• [Text excerpt]
★ ★ ★ ★ ★

Africa’s Solar Power Revolution


For quite some time now, I have been scouring the ideas landscape for a set of transformative technologies and associated industrial value chains that have the capability to enable the economy of the African continent to charge ahead at double-digit rates over the next 50 years, which is the absolute minimum required if the continent is to succeed in shaking off the destructive forces of poverty, hopelessness and despair, whose signs are already here for all to see.

It has finally dawned on me that such technologies and the industries they will spur must belong to the future rather than the past if they are to have the effect we seek, which is to bring about radical change in the livelihoods of Africans by creating jobs for millions of the continent’s young population, by causing a momentous change in industrial and individual productivity across all manner of human endeavours and all the while, keeping the continent’s environment and bio-diversity safe.

In other words, a 21st century industrial revolution right here in Africa. It sounds like a tall order but it is not only possible, it is the only way forward for Africa.

The developed world, led by US, Europe, Japan, the emergent nations of South East Asia, India and South America – in other words the rest of the world; is powering ahead into the bright new future where Nano-technology is king, 3-D printing is the new way of manufacturing goods and outer space is the new frontier for the 21st century tourist.

The developed world may be facing its own set of challenges, not least those caused by the global economic slowdown that started with the 2007 global financial crisis and the spectre of endless wars, but they pale in comparison to the challenges facing Africa and its people. The commodity boom that propelled Africa’s economic growth during the past thirty years ended almost as abruptly as it began two years ago and although the end was not unexpected, it has caught most Africans unprepared and unable to adapt quickly enough to their new circumstances.

It is not the first time Africa has experienced the end of a commodity boom, but it seems that the continent has never been a particularly good student of history. The Angolan president declared his country bankrupt a few weeks ago, in itself a shocking and unprecedented event given the amazing wealth and double-digit growth that the country experienced not so long ago.

Other resource dependent economies such as Nigeria, Ghana and Zambia, that along with Angola were Africa’s shining examples of economic growth and prosperity during the last two decades, are now visibly struggling to stay afloat with all indications being that things will get much worse before they get better.

★ ★ ★ ★ ★

(Point annotation records)
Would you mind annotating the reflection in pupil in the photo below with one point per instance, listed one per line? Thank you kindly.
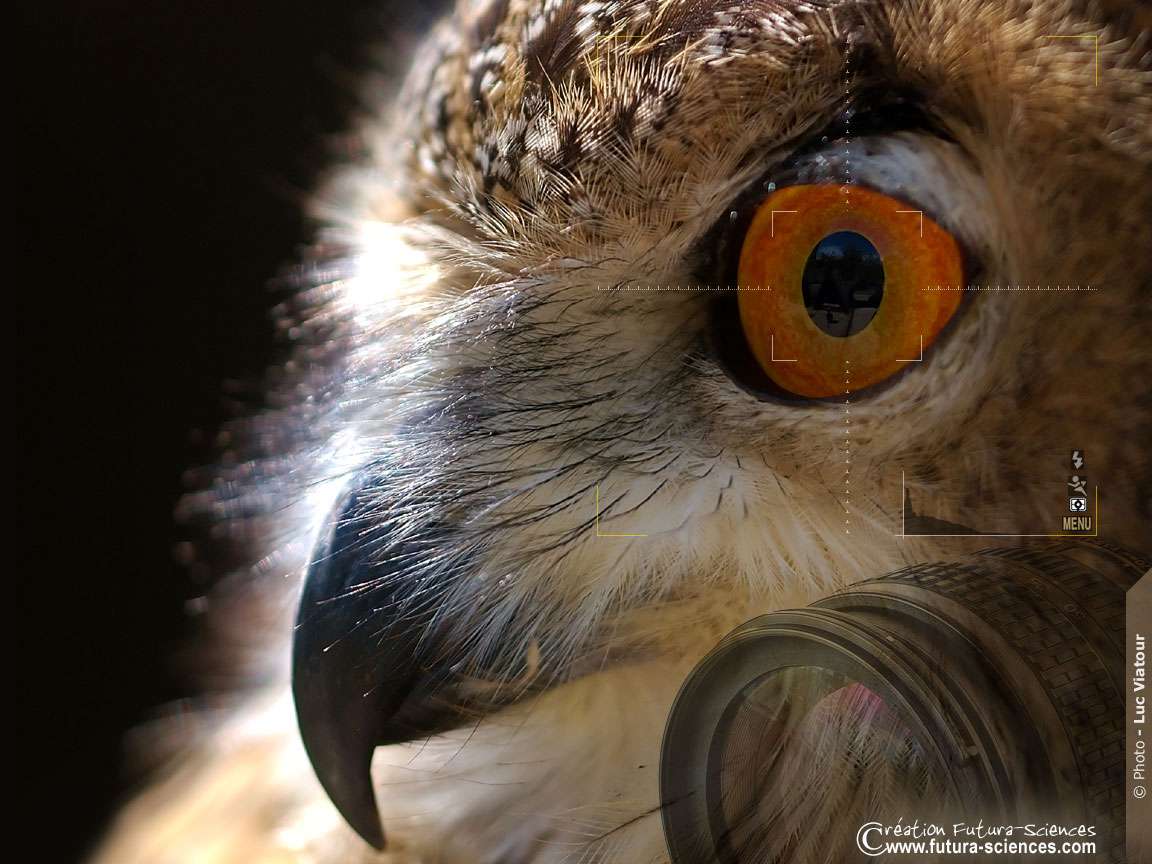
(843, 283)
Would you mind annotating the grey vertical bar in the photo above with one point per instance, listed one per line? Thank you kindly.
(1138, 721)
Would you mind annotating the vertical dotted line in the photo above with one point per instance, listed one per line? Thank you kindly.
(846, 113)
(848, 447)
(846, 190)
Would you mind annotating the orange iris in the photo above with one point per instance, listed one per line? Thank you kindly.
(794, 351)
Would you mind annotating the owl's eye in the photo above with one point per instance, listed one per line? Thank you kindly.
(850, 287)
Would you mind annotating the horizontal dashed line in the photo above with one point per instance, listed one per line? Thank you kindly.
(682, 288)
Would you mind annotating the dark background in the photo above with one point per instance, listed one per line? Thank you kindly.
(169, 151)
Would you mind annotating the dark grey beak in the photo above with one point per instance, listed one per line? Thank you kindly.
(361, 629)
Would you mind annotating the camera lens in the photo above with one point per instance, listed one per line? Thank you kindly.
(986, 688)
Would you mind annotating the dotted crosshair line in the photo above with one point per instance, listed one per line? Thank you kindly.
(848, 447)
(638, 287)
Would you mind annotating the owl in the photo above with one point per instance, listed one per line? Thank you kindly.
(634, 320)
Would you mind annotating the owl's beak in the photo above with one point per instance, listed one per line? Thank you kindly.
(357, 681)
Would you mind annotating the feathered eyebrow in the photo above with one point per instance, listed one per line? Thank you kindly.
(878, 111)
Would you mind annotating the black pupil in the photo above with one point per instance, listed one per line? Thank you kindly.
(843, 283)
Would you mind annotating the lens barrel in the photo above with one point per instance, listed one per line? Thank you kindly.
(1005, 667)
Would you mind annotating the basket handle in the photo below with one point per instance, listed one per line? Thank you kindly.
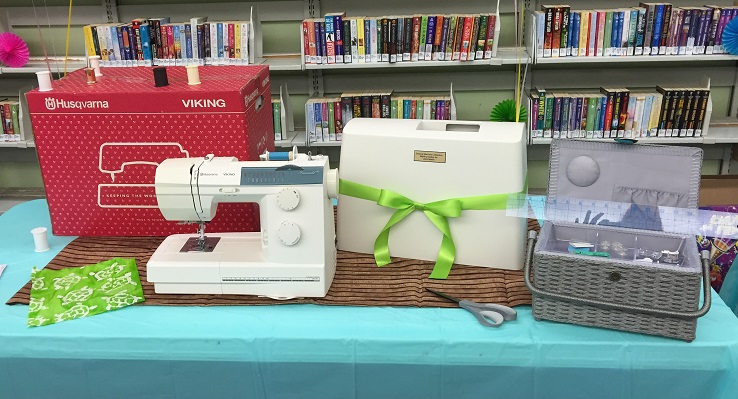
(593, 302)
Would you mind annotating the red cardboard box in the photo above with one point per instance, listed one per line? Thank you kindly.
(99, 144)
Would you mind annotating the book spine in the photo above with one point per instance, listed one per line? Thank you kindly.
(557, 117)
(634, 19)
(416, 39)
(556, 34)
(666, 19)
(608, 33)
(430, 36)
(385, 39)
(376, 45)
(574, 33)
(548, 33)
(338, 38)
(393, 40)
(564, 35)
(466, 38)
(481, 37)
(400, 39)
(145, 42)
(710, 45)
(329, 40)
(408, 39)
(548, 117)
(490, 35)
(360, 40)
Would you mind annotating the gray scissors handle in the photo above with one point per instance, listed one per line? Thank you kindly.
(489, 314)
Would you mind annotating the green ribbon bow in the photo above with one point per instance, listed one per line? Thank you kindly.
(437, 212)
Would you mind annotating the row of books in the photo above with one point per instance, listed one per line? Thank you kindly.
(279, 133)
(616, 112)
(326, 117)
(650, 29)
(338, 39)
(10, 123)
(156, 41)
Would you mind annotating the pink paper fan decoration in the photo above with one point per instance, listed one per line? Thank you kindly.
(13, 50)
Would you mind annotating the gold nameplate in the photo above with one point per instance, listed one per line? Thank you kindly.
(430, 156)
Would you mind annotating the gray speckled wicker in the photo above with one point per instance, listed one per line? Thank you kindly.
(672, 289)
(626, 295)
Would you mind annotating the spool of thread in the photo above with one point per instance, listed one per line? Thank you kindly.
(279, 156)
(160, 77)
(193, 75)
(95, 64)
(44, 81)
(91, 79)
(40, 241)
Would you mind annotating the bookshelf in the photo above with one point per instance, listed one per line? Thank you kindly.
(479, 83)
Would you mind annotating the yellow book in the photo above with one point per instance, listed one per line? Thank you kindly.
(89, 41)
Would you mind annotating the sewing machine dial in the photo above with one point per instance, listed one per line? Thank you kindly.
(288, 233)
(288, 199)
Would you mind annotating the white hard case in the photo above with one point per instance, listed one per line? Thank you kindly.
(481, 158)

★ ★ ★ ★ ★

• [Tasks to perform]
(A) In the article on Africa's solar power revolution, what did the Angolan president declare a few weeks ago?
(B) Pick up the article on Africa's solar power revolution at the point where it stops, and keep writing it.

• [Responses in order]
(A) That the country was bankrupt.

(B)
And although Africa’s second biggest economy South Africa remains the most modern economy in Sub Saharan Africa, its growth is being overwhelmed by the demands of its young and fast growing population. According to a report published in April 2016, eight out of 10 hungriest nations on earth are African and they include Zambia, which not so long ago was declared by the World Bank and IMF as having attained middle-income status.

– Africa’s share of global trade for example is around 2 per cent today, down from 3 per cent 30 years ago. Compare this dismal trade performance with Africa’s share of the world’s population (15 per cent) or its share of usable commodity reserves (estimated to be as high as 40 per cent)

– African agriculture that is responsible for a big chunk of the continent’s GDP has failed to modernise, remains largely in the hands of subsistence farmers and hence incapable of creating meaningful jobs or production. Africa today lives off imported food (83 per cent of all processed food consumed in Africa is imported and recent studies have shown that more than 70 per cent of the tilapia fish consumed in East Africa, the indigenous home of the species, is now being imported from China). Compare this with Africa’s share of arable land (25 per cent) and its share of fresh water resources (the African great lakes alone account for more 29 per cent of the fresh water available to all mankind)

– The much talked about demographic dividend that economists have repeatedly predicted has not materialised, mainly because most of Africa’s young people are unemployed or unemployable.

– To make matters worse, Africa has de-industrialised during a period when other nations have intensified their industrial output

– Worryingly, this has come at a time when the population of the continent has crossed the one billion mark and at 2.8 per cent p.a., it is growing faster than any other population group in the world. Credible statistics claim that between now and 2050, Nigeria alone will add more numbers to the world population than any other country in the world and the total African population is projected to grow from 1.1 billion today to 4.2 billion by the year 2100.

– Last year, Sub-Saharan Africa produced 19 million first time job seekers in a market that creates less than 500,000 formal jobs every year. This figure is projected to grow to 27 million by the year 2030 while Africa’s capacity to create new jobs is at best, expected to remain the same if we continue down the current path. This makes Africa a uniquely intriguing economic development case study.

A ticking time bond needs diffusing As said earlier, the developmental gap between Africa and the rest of the world is widening very rapidly and thanks to modern technology, millions of young Africans are able to see that they are indeed falling behind, a situation that has led to frustrations, social tensions, breakdown of law and order and even wars.

This is necessarily so because the continent remains an integral part of today’s globalised, interconnected and interdependent world. Unable to find economic opportunities at home and left without hope of a better future, young Africans have taken to migrating to places where they hope to find a better life.

Thousands of young Africans have perished while on the perilous journey across the Sahara and the Mediterranean to Southern Europe. Many have landed in the hands of brutal human traffickers who prey on desperate people in Africa and other poor regions of the world. Those who remain at home are quickly becoming part of a ticking time bomb that mass unemployment creates in all societies.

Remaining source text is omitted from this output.